___ SUPPLIED INFORMATION
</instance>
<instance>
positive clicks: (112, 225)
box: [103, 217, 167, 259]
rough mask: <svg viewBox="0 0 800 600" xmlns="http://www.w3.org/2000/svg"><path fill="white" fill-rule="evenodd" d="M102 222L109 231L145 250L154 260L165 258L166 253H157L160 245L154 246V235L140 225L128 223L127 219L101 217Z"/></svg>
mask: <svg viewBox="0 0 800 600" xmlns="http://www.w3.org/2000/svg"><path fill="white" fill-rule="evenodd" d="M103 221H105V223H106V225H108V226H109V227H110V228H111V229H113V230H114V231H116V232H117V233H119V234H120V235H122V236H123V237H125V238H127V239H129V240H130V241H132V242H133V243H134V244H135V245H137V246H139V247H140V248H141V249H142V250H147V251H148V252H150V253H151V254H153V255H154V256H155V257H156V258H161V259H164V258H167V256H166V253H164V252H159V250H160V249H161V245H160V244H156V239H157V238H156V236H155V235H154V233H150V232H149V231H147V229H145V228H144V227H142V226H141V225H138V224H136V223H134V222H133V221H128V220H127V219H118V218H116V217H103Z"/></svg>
______
### TASK ITEM
Print every line of the entries above verbatim, without changing anything.

### SOLUTION FOR THIS EXERCISE
</instance>
<instance>
positive clicks: (112, 225)
box: [103, 217, 167, 259]
rough mask: <svg viewBox="0 0 800 600" xmlns="http://www.w3.org/2000/svg"><path fill="white" fill-rule="evenodd" d="M102 222L109 231L145 250L154 260L165 258L166 253H157L160 245L154 246V235L140 225L128 223L127 219L101 217Z"/></svg>
mask: <svg viewBox="0 0 800 600" xmlns="http://www.w3.org/2000/svg"><path fill="white" fill-rule="evenodd" d="M103 221H105V223H106V225H108V226H109V227H110V228H111V229H113V230H114V231H116V232H117V233H119V234H120V235H122V236H123V237H125V238H127V239H129V240H130V241H132V242H133V243H134V244H135V245H137V246H139V247H140V248H141V249H142V250H147V251H148V252H150V253H151V254H153V255H154V256H155V257H156V258H161V259H164V258H167V256H166V253H164V252H159V250H160V249H161V245H160V244H156V239H157V238H156V236H155V235H154V233H150V232H149V231H147V229H145V228H144V227H142V226H141V225H138V224H136V223H134V222H133V221H128V220H127V219H118V218H116V217H103Z"/></svg>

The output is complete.